━━━ Listing

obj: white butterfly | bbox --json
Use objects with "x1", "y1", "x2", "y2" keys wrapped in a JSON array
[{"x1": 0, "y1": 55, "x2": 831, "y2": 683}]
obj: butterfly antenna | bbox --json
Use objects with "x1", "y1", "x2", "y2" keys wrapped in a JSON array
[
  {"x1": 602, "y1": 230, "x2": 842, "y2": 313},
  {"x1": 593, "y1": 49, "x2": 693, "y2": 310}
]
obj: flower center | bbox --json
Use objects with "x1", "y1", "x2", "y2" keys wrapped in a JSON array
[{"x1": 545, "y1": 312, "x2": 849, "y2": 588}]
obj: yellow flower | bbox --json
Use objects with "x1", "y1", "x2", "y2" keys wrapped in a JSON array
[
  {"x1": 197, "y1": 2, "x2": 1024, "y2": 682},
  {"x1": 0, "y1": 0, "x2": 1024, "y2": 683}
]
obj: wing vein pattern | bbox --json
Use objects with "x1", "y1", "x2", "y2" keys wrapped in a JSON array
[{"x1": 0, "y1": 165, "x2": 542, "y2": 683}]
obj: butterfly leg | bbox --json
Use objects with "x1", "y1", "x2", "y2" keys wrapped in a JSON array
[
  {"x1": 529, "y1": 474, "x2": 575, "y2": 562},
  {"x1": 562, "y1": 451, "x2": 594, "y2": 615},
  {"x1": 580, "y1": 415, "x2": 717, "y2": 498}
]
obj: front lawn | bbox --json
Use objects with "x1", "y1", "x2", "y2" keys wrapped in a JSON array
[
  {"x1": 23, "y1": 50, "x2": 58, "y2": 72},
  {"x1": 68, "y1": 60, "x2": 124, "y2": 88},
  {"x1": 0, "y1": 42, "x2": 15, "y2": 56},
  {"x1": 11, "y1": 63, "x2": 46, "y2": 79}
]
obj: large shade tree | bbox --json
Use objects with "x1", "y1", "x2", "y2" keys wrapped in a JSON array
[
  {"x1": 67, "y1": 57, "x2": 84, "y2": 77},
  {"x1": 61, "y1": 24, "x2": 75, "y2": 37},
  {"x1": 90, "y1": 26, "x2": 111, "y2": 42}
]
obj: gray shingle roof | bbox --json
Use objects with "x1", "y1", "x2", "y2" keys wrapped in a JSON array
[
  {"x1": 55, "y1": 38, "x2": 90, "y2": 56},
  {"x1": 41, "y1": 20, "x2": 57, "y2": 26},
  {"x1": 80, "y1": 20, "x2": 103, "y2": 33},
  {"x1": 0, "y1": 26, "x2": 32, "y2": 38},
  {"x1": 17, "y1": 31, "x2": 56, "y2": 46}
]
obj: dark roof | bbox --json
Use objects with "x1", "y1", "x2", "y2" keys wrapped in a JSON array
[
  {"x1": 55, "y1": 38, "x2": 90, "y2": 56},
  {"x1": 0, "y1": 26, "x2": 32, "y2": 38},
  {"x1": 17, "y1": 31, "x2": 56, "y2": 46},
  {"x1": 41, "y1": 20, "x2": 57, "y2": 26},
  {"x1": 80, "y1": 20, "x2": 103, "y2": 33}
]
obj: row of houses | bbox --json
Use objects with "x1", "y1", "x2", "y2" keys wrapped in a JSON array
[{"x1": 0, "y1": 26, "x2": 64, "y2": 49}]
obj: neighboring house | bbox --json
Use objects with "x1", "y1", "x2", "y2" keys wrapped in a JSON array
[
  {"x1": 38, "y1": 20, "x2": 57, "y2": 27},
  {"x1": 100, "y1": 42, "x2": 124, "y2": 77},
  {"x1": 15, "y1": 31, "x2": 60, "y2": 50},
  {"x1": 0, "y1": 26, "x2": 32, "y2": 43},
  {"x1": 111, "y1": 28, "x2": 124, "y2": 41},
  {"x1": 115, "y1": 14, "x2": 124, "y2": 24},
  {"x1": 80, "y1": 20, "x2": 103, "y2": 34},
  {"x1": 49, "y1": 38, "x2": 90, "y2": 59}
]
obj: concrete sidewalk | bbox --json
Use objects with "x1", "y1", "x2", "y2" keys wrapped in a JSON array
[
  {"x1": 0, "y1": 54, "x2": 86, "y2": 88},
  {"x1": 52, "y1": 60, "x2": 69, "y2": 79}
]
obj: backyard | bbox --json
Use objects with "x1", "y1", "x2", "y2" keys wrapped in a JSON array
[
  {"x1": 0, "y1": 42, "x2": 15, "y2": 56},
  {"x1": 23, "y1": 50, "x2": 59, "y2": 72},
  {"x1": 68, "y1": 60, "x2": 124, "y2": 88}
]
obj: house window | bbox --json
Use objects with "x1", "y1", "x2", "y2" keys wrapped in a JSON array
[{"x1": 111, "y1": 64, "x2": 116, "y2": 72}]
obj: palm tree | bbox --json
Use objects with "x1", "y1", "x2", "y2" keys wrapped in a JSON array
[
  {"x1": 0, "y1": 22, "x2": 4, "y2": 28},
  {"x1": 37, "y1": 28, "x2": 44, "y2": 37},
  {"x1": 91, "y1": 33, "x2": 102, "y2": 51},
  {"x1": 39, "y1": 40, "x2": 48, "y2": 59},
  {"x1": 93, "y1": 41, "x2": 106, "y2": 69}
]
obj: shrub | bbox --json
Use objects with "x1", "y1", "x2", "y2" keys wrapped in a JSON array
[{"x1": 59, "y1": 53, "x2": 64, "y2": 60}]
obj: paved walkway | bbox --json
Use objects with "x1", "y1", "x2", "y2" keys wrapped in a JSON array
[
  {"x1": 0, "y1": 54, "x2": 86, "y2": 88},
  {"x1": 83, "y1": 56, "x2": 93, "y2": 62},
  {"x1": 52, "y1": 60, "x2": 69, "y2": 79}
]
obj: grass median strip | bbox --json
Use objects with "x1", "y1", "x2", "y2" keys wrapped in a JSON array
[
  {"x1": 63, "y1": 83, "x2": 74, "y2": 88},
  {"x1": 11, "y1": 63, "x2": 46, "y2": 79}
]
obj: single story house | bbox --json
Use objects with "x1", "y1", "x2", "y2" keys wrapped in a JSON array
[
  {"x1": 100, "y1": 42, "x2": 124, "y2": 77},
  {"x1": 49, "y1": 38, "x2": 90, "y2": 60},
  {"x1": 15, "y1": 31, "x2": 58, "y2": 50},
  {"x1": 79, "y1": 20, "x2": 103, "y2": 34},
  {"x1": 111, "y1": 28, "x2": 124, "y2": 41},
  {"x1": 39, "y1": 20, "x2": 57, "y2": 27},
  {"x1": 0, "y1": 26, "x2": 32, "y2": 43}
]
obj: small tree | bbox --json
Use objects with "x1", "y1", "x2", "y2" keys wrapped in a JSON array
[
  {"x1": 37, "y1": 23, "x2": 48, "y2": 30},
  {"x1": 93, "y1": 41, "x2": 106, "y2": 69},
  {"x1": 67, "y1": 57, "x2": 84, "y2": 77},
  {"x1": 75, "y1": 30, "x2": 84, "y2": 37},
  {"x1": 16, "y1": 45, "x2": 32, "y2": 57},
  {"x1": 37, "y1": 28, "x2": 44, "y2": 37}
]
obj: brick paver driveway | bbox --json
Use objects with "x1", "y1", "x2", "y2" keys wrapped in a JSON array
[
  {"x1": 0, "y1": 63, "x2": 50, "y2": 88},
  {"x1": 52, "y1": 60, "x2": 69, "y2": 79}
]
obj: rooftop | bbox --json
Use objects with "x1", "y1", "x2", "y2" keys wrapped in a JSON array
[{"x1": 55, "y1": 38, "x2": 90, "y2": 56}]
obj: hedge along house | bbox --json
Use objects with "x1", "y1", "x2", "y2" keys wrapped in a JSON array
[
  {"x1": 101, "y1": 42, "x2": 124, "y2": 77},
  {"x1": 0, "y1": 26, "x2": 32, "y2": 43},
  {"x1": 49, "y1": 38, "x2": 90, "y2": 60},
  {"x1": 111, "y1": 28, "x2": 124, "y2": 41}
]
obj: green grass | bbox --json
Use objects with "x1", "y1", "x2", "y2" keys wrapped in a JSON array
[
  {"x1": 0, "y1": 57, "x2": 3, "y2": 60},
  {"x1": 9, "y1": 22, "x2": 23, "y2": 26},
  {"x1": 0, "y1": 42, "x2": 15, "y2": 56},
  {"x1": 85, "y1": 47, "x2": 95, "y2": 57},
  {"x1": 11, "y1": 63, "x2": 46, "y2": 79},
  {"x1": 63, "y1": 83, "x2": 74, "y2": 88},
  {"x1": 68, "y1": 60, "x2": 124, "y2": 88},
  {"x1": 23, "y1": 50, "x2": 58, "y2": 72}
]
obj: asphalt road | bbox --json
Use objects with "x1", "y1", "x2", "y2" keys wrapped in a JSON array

━━━━━━

_Task details_.
Return, unchanged, the part of the records that opens with the line containing "obj: asphalt road | bbox --json" and runs through the end of the records, both ends included.

_Solved problem_.
obj: asphalt road | bbox --json
Use objects with "x1", "y1", "x2", "y2" keys wrapped in a JSON array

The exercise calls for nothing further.